*WHAT IS BEING ASKED*. Reproduce verbatim the lines starting with the one that contains "[point] at the blue" and ending with the one that contains "[point] at the girl's knee", including both of those lines and nothing else.

--------------------------------------------------

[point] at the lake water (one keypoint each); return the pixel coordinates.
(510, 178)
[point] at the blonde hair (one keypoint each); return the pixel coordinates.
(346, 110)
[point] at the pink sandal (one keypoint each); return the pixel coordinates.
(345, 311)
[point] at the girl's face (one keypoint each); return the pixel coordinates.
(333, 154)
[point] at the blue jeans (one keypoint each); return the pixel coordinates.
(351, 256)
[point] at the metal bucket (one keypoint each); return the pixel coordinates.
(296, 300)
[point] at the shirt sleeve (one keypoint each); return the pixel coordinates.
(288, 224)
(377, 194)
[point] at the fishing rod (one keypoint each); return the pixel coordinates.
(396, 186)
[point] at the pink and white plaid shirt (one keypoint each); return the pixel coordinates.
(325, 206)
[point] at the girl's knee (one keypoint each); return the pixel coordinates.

--------------------------------------------------

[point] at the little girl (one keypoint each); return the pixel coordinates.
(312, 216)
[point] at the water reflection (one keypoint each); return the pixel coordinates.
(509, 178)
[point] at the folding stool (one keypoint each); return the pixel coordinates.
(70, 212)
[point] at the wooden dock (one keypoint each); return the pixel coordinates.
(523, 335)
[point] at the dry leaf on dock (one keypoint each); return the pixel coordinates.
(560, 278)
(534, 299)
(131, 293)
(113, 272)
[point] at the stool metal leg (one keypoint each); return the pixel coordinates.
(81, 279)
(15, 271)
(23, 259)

--------------------------------------------------

*WORKED ANSWER*.
[point] at the blue jeans (one keypoint each); return the pixel coordinates.
(351, 256)
[point] at the metal bucket (one keypoint each); return the pixel coordinates.
(296, 300)
[point] at the shirt sleeve (one keypoint each); return the pixel coordinates.
(288, 224)
(377, 194)
[point] at the fishing rod (one keypoint each); return the pixel coordinates.
(396, 186)
[point] at the pink and white plaid shirt (one keypoint each); return the pixel coordinates.
(325, 206)
[point] at the girl's knee (one keypoint each); return the pixel coordinates.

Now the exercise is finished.